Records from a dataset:
------------------------------------------------
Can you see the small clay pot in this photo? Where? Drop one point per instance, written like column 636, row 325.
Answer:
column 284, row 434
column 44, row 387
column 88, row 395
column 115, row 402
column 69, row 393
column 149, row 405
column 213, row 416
------------------------------------------------
**WHAT TO DO:** Write the records out again, character for character.

**EXERCISE ANSWER:**
Can you see the small clay pot in this photo? Where? Drop one point per instance, written like column 636, row 325.
Answer:
column 284, row 434
column 44, row 387
column 88, row 395
column 115, row 402
column 69, row 393
column 149, row 405
column 213, row 416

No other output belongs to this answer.